As tarefas:
a) Liste, por favor, todas as canções que o texto sobre Agnaldo Timóteo menciona pelo título.
b) Escreva a continuação do texto sobre Agnaldo Timóteo a partir da última frase.

Texto fornecido:
★ ★ ★ ★ ★ ★ ★

Agnaldo Timóteo
lançou o disco ‘Galeria do amor’ em 1975. Em pleno regime militar, o ídolo
popular, conhecido por sua voz grandiloquente e seu temperamento explosivo, ousou
ao compor e cantar a balada sobre “um lugar de emoções diferentes/ Onde a gente
que é gente/ Se entende/ Onde pode se amar livremente”. A canção, que se
tornaria um sucesso nacional, foi inspirada na famosa Galeria Alaska, antigo
ponto de encontro dos homossexuais na Zona Sul carioca – o que passaria
despercebido por boa parte de seu público conservador.
O mineiro de
Caratinga já havia suscitado a temática gay no disco ‘Obrigado, querida’, de
1967. A romântica ‘Meu grito’, feita por Roberto Carlos para a sua futura
mulher, Nice, ganhou outras conotações na voz poderosa de Timóteo. “Ai que
vontade de gritar seu nome, bem alto no infinito (...), só falo bem baixinho e
não conto pra ninguém/ pra ninguém saber seu nome, eu grito só ‘meu bem'”, canta
Agnaldo, que nunca assumiria sua suposta homossexualidade.
Em
1974, ele cantou seu ‘Amor proibido’ (Dora Lopes/ Clayton). “Amor proibido/ à
minha maneira/ é autenticidade/ vou ficar contra o mundo/ e não posso
fugir desse amor que é verdade”. Contudo, foi com ‘Galeria do Amor’, sua
estreia como compositor, que Timóteo se atreveu e confidenciou, ainda que não
abertamente, o que não podia mais guardar.

★ ★ ★ ★ ★ ★ ★

Dados armazenados:
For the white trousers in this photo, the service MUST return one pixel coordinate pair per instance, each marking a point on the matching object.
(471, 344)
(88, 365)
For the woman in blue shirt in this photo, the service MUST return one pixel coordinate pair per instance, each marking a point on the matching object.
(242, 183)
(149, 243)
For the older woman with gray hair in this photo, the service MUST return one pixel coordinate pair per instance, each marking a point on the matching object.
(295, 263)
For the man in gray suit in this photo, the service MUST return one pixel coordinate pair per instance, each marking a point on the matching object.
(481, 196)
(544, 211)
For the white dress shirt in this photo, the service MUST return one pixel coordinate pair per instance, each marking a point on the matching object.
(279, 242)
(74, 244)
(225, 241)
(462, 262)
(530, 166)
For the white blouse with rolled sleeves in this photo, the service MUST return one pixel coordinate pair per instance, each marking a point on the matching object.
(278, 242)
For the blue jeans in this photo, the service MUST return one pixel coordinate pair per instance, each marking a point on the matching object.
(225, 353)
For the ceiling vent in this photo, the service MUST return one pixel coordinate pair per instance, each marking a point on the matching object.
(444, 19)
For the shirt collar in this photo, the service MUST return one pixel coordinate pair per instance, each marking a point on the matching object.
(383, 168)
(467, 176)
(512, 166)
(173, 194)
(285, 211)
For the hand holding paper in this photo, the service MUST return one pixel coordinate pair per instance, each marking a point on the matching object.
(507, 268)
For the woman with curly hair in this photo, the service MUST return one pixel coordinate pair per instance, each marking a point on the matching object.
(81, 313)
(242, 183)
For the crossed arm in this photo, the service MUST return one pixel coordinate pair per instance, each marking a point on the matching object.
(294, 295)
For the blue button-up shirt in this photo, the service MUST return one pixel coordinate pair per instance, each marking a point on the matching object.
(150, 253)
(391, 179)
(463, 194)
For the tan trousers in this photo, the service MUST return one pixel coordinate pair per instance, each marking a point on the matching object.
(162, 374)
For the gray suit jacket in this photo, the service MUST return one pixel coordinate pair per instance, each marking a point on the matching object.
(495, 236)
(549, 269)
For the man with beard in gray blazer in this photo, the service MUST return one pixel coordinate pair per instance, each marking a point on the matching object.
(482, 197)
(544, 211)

★ ★ ★ ★ ★ ★ ★

Em resposta:
a) 'Galeria do amor', 'Meu grito' e 'Amor proibido'.

b)
O repertório do
álbum percorre experiências marcadas pela solidão e pelo desejo. Em ‘Antes e
depois do amor’ (Mita), o amanhecer é feliz. ‘É meu amor e nada mais importa/
Eu quero viver’, celebra Timóteo, antes de ver seu ‘amor saindo pela porta’. As
faixas falam de prazer, companhia e, em meio a tudo isso, o anseio por algo que
talvez se chame amor.
No auge vocal, Agnaldo
Timóteo interpreta de forma arrebatada o tango argentino ‘Junto (Uno)’ (versão
de Geraldo Figueiredo). Versões de sucessos internacionais, aliás, sempre foram
recorrentes em sua discografia, desde ‘A casa do sol nascente’ (‘The House of
the Rising Sun’, do grupo inglês The Animals), de 1965. Em ‘Galeria do amor’, ainda
aparecem ‘Amor de mentira e de verdade (Amore Sbagliato)’, do grupo italiano
Ricchi e Poveri e ‘Eu te dei meu coração (Take my Heart)’, do cantor francês
Jacky James. Há também ‘A noiva (La noiva)’, gravada pelo chileno Antonio
Pietro, e ‘Eu vou dividir (Lo voy dividir)’, lançada pela cubana Lissette.
Surpreendentemente,
Nelson Motta aparece no álbum ao lado de Guto Graça Mello, assinando a
tristonha ‘Enigma de uma vida’. “Eu só queria ter alguém que me aceitasse/ Desse
meu jeito que é meu jeito que sou eu/ E que aceitasse sem perguntas sem
mentiras/ O amor imenso que tenho no coração”, deseja, Agnaldo. A falta de
alguém também é o mote de ‘A solidão me apavora’ (Eliane dos Santos/ Wagner
Montanheiro).
Benito Di Paula, outro
cantor e compositor de sucesso na década de 1970, debuta na discografia de Agnaldo
Timóteo com “Quero ser seu amigo”. Novamente, há ambiguidade no ar: “É melhor,
hoje eu sei que é melhor/ Ser amigos que amantes/ E você deve compreender/ Pois
sofremos bastante”, ele canta. Nem tudo é desencanto; havia certo otimismo em ‘Nós
precisamos sorrir’ (Lucinha) que aposta no reencontro e na felicidade. Mas o
disco se encerra de forma tristonha com ‘Preciso tanto de você’ (Eliane/ Ivo
dos Santos): “Eu vi morrer a alegria/ No instante em que perdi você”.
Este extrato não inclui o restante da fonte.